* **To do**: Find every line in the entries below that contains the string "woman", treating uppercase and lowercase as different, and copy each of those lines out.

* **Dataset**:
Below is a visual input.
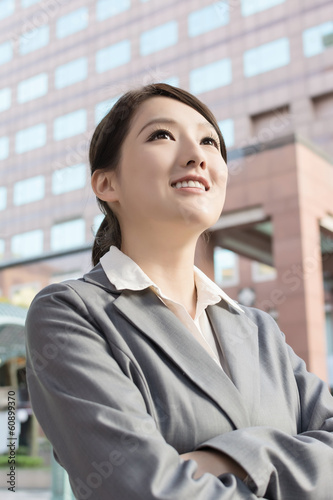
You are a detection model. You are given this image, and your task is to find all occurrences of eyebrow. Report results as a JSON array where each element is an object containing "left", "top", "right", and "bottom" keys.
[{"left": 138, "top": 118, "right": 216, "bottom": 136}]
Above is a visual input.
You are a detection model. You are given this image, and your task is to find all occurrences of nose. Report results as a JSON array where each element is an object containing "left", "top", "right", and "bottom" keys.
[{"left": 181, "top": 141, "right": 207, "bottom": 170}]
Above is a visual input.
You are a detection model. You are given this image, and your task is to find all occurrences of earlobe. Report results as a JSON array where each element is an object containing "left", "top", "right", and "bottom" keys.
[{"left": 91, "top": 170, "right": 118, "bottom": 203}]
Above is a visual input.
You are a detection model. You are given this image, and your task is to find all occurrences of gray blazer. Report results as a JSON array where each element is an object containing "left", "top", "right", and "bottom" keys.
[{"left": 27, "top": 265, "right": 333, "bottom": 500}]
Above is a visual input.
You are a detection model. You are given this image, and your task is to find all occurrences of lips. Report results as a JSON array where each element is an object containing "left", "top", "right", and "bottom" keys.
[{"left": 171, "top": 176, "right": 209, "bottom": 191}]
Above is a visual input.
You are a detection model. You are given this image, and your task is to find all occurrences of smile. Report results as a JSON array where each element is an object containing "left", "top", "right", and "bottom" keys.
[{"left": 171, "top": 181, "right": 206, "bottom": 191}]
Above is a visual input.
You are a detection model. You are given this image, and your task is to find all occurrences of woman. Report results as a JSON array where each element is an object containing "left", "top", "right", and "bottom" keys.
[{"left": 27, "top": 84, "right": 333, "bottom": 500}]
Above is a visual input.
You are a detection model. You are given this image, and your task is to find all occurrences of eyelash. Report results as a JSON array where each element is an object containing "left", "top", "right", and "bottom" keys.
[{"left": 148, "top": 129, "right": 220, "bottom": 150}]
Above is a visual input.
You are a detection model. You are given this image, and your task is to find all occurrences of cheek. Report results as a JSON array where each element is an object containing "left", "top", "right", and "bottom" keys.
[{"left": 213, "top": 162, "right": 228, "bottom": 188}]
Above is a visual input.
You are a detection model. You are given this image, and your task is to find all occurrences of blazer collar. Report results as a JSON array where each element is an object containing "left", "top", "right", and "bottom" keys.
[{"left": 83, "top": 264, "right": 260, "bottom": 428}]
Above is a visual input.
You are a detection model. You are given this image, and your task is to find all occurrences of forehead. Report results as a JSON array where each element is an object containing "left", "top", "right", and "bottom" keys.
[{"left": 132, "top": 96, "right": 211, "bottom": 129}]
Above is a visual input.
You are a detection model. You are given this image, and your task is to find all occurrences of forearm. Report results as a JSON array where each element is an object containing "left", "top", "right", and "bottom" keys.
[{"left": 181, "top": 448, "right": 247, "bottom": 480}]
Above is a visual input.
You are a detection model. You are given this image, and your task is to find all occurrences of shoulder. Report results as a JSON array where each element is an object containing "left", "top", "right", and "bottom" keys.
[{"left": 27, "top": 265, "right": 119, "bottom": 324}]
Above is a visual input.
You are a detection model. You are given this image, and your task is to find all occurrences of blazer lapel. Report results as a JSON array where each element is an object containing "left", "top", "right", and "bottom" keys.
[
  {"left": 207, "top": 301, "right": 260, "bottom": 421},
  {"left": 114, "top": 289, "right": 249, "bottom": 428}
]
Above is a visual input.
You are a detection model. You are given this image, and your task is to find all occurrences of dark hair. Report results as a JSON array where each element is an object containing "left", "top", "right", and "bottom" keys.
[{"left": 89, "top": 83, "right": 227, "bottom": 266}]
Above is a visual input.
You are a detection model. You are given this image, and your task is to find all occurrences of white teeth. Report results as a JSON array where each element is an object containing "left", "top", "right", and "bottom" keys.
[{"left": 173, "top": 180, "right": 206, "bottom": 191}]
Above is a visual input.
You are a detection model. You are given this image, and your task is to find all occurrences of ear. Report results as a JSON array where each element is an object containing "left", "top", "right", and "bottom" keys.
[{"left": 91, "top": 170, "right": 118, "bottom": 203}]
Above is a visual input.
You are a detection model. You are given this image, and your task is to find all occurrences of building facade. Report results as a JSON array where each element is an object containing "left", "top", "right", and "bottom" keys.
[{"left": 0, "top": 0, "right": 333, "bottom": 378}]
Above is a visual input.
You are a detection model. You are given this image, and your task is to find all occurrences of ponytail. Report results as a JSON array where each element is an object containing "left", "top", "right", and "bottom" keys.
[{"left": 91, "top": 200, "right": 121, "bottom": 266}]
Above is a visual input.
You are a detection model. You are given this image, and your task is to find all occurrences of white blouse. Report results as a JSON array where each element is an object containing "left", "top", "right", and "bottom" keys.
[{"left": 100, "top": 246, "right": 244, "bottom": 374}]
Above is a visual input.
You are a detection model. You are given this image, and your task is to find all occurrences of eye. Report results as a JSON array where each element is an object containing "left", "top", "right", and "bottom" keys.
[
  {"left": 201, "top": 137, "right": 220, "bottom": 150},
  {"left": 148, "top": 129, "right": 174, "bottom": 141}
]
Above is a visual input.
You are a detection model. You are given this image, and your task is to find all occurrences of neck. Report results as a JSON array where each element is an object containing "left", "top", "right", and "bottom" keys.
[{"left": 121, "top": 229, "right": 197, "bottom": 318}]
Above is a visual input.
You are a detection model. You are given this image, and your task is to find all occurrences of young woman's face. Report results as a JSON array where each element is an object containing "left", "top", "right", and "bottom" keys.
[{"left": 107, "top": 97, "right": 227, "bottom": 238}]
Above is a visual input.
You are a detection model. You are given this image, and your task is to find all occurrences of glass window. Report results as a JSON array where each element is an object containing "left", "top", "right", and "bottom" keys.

* **Full output**:
You are a detection model. You are given this image, and your task is to find all occurrences of woman. Report results as a JSON array where each element is an object containing "left", "top", "right", and "bottom" keys.
You are a detection model. You are given this image, and your task is to find all occurrences of young woman's face. Report results as a JSON array where each element is an object containing "left", "top", "right", and "bottom" keys.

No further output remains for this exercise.